GIVEN TEXT –
Owner of Peregrine Espresso, Ryan Jensen, says, “We think it’s a really valuable experience to compete because it allows our staff an opportunity to engage the national coffee community and share new ideas about coffee. It’s doubly rewarding to place well and I’m so proud of our team for their work both this weekend and every day.”

About Peregrine Espresso

At Peregrine Espresso, our mission is to serve the highest quality coffee with excellent service and outstanding education while implementing honest and sustainable business practices. Founded in 2008, Peregrine has three DC locations at 660 Pennsylvania Ave SE on Capitol Hill, 1718 14th St NW in MidCity and 1309 5th St NE inside Union Market.”

9 Comment

  • epric002

    well done and well deserved!

    • +1. Even with all the excellent newcomers, peregrine still makes my favorite coffee in DC

      • I don’t know. I just don’t think Peregrine cuts it anymore. Especially compared to The Coffee Bar and Wydown.

        • Not saying Peregrine is bad, though. Just saying that there is better coffee out there these days.

        • Maybe it just isn’t my preferred style, but the last time I had espresso there, I had to toss it., and I NEVER throw away coffee. My dad could barely stomach it either. Way too bitter, even after a ton of sugar. I’ve also never been a huge fan of their iced or pour over coffee. I get the whole wanting to taste all the different notes or whatever, but it just isn’t enjoyable for me. My favorite in the city, and ever since I frequented them in Philly, is La Colombe. I also ordered amazing coffee from Blue Bottle over Christmas. Maybe it’s because it was just roasted before shipping, but never have I had such interesting but pleasant tasting coffee. I kept expecting a bitter note, but nada.

  • really? La colombe, Wydown, and Compass are way better

  • Peregrine is still good, but I think many DC folks are a little bored with Counter Culture. It’s been nice to see the diversity of coffee that places like Vigilante, Wydown, Compass, and La Colombe are bringing to the city.

  • Peregrine is a really great shop, I wouldn’t say the best in DC, but it has to be considered that not all coffee shops choose to enter competitions or send their staff to competition. It’s pretty expensive to attend industry events like SCAA and Coffee Fest. I’ll agree with other commenters about DC getting tired of Counter Culture. A lot of shops use it and brew it poorly, which can put people off after a while (plus, not everyone likes a vibrantly fruit forward brew, which is CC’s cup of tea).

TASK LIST –
• A. Using the Peregrine Espresso page, answer the following:
(i) In what year was Peregrine Espresso founded?
(ii) At what address is the location inside Union Market?
(iii) Which two industry events does one comment call expensive to attend?
• B. Reproduce verbatim the stretch of the Peregrine Espresso page from "At Peregrine Espresso, our" through "Bar and Wydown.".

DATA RECORDS –
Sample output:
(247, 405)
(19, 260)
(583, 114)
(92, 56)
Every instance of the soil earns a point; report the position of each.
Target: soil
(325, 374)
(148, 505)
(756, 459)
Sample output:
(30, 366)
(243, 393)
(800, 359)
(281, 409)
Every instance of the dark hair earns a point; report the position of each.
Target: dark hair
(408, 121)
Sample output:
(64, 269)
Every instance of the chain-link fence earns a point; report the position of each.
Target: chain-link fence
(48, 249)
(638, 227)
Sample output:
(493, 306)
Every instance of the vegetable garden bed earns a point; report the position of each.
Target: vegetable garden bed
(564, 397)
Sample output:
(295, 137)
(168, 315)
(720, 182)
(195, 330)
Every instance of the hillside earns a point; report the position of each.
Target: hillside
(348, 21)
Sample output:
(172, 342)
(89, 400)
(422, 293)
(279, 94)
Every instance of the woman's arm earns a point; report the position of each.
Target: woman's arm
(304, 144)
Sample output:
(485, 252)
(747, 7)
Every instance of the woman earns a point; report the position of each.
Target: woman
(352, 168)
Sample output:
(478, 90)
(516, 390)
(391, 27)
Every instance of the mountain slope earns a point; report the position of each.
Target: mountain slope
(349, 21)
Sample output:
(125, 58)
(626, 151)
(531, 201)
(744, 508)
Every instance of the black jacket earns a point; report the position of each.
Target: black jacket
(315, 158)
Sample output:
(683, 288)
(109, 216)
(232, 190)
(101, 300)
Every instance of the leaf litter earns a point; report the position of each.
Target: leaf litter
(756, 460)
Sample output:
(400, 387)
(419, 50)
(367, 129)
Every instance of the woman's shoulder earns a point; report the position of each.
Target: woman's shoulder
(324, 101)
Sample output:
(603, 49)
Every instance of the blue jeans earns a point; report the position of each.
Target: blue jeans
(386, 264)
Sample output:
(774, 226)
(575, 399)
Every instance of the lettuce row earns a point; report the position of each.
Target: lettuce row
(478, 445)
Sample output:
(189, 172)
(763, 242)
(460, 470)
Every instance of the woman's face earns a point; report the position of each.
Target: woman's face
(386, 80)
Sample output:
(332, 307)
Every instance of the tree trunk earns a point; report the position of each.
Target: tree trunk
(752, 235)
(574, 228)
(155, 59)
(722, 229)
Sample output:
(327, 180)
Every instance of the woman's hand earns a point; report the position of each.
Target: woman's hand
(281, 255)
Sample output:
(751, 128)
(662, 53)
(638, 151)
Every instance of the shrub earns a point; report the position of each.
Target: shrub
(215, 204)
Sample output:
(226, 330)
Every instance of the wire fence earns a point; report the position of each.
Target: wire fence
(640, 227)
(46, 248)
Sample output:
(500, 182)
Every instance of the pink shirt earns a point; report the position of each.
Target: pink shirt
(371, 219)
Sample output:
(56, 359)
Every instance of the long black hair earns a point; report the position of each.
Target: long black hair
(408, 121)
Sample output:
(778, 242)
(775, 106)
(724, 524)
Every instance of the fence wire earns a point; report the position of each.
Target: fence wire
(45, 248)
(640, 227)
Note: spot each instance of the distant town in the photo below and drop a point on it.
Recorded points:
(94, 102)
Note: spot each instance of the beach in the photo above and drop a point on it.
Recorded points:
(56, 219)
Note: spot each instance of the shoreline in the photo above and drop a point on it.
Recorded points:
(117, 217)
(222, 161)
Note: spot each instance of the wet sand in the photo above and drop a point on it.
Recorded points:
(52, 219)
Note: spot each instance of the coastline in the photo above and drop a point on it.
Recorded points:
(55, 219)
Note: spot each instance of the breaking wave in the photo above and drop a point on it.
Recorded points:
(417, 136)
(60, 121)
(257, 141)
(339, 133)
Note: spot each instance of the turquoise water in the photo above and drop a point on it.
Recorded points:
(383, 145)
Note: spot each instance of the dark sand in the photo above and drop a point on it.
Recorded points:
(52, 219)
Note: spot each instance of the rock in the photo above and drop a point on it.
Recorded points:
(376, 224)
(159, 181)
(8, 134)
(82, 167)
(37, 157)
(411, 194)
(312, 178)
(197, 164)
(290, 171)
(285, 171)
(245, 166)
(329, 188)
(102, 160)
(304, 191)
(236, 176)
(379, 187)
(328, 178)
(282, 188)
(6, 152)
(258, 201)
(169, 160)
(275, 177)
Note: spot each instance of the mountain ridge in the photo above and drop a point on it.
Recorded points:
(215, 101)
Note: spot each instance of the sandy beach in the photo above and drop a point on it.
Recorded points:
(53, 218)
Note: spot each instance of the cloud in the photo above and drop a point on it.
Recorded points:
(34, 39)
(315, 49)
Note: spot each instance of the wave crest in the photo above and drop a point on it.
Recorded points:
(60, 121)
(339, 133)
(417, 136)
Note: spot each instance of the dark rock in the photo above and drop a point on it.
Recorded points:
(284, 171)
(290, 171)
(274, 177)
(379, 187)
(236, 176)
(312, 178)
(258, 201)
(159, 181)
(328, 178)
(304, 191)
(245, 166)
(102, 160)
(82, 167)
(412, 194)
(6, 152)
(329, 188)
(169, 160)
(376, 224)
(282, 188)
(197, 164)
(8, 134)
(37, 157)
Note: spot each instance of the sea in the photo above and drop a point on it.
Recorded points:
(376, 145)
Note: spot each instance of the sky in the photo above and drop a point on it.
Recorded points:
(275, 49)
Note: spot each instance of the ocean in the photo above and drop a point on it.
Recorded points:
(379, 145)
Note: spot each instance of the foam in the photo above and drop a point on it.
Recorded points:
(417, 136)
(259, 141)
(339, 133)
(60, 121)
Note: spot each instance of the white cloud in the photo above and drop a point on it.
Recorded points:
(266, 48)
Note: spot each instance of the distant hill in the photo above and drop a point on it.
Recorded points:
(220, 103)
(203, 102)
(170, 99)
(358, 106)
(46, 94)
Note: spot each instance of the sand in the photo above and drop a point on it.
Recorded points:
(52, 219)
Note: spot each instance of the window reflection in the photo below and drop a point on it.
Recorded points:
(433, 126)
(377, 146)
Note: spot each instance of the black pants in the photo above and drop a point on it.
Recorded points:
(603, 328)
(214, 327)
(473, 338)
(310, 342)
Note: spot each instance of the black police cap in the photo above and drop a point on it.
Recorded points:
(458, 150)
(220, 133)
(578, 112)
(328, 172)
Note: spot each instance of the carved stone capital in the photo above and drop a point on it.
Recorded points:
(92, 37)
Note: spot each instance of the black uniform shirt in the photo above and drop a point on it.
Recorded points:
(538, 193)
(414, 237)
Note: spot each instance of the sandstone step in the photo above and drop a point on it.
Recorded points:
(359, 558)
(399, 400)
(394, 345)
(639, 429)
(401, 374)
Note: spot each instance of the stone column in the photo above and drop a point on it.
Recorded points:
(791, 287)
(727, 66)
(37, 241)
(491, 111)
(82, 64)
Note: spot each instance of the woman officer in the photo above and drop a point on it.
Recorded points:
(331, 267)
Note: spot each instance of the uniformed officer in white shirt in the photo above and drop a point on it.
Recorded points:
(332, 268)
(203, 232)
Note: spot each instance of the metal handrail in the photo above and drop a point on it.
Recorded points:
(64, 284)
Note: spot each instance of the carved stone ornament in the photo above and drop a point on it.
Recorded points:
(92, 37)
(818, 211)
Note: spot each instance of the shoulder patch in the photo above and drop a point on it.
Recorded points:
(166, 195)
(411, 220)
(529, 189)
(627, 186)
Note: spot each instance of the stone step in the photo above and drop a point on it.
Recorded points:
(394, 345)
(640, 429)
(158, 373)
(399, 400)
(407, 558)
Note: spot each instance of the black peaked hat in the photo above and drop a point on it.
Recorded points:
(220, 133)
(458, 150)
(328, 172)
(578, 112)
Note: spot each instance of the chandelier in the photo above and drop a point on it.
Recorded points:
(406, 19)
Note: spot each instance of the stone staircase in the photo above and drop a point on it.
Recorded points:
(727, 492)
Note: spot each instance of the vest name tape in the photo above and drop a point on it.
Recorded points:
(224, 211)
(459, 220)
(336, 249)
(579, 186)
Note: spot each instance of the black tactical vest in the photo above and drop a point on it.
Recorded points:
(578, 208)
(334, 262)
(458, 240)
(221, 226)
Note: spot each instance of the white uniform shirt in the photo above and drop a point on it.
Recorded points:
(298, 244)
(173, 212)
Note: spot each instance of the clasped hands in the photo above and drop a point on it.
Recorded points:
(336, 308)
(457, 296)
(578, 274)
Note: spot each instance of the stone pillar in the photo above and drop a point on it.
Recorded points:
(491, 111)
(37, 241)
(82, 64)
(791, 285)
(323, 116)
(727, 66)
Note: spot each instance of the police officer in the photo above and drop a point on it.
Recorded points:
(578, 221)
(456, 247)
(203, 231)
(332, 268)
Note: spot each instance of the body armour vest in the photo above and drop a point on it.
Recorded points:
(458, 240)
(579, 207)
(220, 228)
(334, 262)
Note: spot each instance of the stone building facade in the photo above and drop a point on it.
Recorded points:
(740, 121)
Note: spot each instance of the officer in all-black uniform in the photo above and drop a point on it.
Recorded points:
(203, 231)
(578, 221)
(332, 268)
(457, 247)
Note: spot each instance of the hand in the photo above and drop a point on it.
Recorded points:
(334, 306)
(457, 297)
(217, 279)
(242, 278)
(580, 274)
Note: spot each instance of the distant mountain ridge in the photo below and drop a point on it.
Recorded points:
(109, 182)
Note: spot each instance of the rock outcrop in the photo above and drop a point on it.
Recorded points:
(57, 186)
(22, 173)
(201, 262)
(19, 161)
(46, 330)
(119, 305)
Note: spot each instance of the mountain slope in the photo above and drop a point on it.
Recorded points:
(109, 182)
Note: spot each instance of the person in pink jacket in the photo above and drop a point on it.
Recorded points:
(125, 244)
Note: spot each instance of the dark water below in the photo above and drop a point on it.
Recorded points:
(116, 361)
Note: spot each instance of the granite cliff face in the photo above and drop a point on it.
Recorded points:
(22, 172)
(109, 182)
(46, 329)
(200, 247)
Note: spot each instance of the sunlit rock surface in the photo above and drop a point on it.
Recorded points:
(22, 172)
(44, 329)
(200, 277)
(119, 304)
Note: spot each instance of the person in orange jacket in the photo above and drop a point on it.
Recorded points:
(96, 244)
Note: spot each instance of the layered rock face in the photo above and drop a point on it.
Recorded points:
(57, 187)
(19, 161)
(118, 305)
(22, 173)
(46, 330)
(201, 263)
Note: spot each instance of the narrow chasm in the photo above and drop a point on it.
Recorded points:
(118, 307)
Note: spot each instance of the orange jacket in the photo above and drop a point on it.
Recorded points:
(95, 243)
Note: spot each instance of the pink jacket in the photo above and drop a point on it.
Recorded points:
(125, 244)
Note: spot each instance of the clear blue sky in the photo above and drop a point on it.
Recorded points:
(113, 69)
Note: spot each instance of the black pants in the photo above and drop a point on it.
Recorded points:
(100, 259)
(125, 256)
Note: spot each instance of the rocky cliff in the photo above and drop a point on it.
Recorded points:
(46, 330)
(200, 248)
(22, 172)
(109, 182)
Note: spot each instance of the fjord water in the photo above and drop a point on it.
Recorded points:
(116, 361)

TASK-BY-TASK SOLUTIONS –
• A.
(i) 2008
(ii) 1309 5th St NE
(iii) SCAA and Coffee Fest

• B.
At Peregrine Espresso, our mission is to serve the highest quality coffee with excellent service and outstanding education while implementing honest and sustainable business practices. Founded in 2008, Peregrine has three DC locations at 660 Pennsylvania Ave SE on Capitol Hill, 1718 14th St NW in MidCity and 1309 5th St NE inside Union Market.”

9 Comment

  • epric002

    well done and well deserved!

    • +1. Even with all the excellent newcomers, peregrine still makes my favorite coffee in DC

      • I don’t know. I just don’t think Peregrine cuts it anymore. Especially compared to The Coffee Bar and Wydown.